>>
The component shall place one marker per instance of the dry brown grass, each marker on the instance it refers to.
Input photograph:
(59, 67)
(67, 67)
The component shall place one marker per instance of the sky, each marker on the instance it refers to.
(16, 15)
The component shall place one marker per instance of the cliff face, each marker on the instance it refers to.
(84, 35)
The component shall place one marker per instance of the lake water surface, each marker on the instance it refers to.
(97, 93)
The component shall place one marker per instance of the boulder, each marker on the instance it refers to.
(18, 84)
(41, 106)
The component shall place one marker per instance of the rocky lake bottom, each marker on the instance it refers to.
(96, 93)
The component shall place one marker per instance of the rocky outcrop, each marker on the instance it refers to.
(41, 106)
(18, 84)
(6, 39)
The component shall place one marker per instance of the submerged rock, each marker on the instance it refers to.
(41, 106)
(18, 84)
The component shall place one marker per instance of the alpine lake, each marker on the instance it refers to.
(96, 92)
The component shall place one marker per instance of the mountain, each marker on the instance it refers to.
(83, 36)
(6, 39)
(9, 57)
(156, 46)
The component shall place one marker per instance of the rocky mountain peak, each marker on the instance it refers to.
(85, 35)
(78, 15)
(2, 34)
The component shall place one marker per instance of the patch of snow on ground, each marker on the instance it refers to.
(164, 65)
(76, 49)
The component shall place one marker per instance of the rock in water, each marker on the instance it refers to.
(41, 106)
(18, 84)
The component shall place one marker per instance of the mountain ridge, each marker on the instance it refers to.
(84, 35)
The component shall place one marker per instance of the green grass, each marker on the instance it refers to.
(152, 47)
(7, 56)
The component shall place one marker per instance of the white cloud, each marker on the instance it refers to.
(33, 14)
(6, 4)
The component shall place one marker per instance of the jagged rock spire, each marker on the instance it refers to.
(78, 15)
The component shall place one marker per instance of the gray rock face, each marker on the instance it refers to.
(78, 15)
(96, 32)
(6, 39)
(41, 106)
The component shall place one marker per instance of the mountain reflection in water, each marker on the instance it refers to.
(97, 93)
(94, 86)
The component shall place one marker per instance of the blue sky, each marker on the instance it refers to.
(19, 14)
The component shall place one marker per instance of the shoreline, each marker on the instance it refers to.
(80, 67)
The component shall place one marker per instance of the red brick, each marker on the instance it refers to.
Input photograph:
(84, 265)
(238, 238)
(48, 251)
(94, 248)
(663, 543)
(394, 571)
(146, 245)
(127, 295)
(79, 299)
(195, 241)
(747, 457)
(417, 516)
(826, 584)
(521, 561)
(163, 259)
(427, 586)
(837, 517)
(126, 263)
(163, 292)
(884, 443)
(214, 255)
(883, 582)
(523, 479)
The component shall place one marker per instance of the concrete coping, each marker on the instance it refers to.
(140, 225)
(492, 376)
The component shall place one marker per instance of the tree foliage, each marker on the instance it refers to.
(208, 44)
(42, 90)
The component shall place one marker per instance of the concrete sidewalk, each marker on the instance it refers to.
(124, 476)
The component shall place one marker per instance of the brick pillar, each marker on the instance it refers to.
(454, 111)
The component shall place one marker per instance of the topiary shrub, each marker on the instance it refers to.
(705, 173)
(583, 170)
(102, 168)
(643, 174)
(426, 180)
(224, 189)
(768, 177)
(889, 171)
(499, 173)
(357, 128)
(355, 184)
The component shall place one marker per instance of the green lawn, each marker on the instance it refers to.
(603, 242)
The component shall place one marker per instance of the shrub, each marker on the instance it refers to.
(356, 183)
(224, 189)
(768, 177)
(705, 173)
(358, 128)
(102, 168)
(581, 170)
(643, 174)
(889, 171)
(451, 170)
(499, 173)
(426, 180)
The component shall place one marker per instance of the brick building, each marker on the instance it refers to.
<<
**Task**
Print the entries exactly.

**Task answer**
The component shall place one marker per instance of the dry brown grass, each marker on the instance it refers to.
Input photograph:
(59, 67)
(67, 67)
The component shall place one marker per instance of the sky, each marker on the instance it refers to.
(16, 15)
The component shall place one marker per instance of the cliff face, each marker on the instance it refers to.
(84, 35)
The component shall place one marker per instance of the lake water surface, each marker on the instance it refers to.
(97, 93)
The component shall place one marker per instance of the boulder, each marker on the instance it refers to.
(18, 84)
(41, 106)
The component shall place one marker per instance of the rocky lake bottom, each marker on the instance it refers to.
(96, 93)
The component shall place one marker per instance of the rocky outcrop, each marker on the instance it refers to.
(41, 106)
(18, 84)
(6, 39)
The component shall place one marker per instance of the submerged rock, each marker on the instance it refers to.
(41, 106)
(18, 84)
The component shall place one marker per instance of the alpine lake, each marker on the instance it refers to.
(96, 92)
The component shall place one marker per instance of the mountain, each marker on the instance it refers to.
(83, 36)
(6, 39)
(9, 57)
(156, 46)
The component shall place one marker per instance of the rocky mountain peak, each marker on the instance it refers to.
(85, 35)
(78, 15)
(2, 34)
The component shall place one marker per instance of the patch of snow on ground, each marker on the instance it refers to.
(164, 65)
(76, 49)
The component shall place one marker per instance of the rock in water, each marker on the instance it refers to.
(41, 106)
(18, 84)
The component shall place one marker per instance of the mountain ridge, each marker on the instance it refers to.
(84, 35)
The component shall place one marker per instance of the green grass, each marker on the instance it refers to.
(152, 47)
(7, 56)
The component shall place one marker per instance of the white cloud, each marker on the instance it refers to.
(33, 14)
(6, 4)
The component shall place one marker per instance of the jagged rock spire, each marker on the instance it refers to.
(78, 15)
The component shall place one marker per instance of the gray rock face, each marker on the instance it refers to.
(78, 15)
(96, 32)
(6, 39)
(41, 106)
The component shall place one marker per instance of the mountain reflection in water, each marker on the instance it refers to.
(97, 93)
(94, 86)
The component shall place one marker per instance of the blue sky, each marker on the instance it refers to.
(19, 14)
The component shall place one marker per instance of the shoreline, each marker on the instance it refers to.
(80, 67)
The component shall place one marker per instance of the red brick, each marker on the instance it refers to.
Input photograph:
(84, 265)
(238, 238)
(48, 251)
(94, 248)
(663, 543)
(394, 571)
(146, 245)
(127, 295)
(79, 299)
(195, 241)
(747, 457)
(417, 516)
(826, 584)
(521, 561)
(163, 259)
(427, 586)
(837, 517)
(126, 263)
(163, 292)
(884, 443)
(214, 255)
(883, 582)
(523, 479)
The component shall place one marker per instance of the concrete coping, each marker on the instance it refers to.
(140, 225)
(492, 376)
The component shall place one marker per instance of the tree foliage, each marker on the instance it refers to.
(208, 44)
(42, 90)
The component shall place one marker per instance of the concrete sidewalk, each marker on the instance it refers to.
(124, 476)
The component shall place one marker per instance of the brick pillar, each marker on the instance it refers to.
(454, 111)
The component shall place one marker per instance of the topiary shrub, each marker on the instance it refers to.
(705, 173)
(583, 170)
(102, 168)
(643, 174)
(426, 180)
(224, 189)
(768, 177)
(889, 171)
(499, 173)
(357, 128)
(355, 184)
The component shall place one marker per instance of the green lawn, each marker on the instance it refers to.
(603, 242)
The component shall place one marker per instance of the shrub, each marker on the instance it refers to.
(356, 183)
(224, 189)
(768, 177)
(705, 173)
(358, 128)
(102, 168)
(581, 170)
(643, 174)
(889, 171)
(451, 170)
(499, 173)
(426, 180)
The component shall place one marker per instance of the brick building, each marker on the instance it refers to.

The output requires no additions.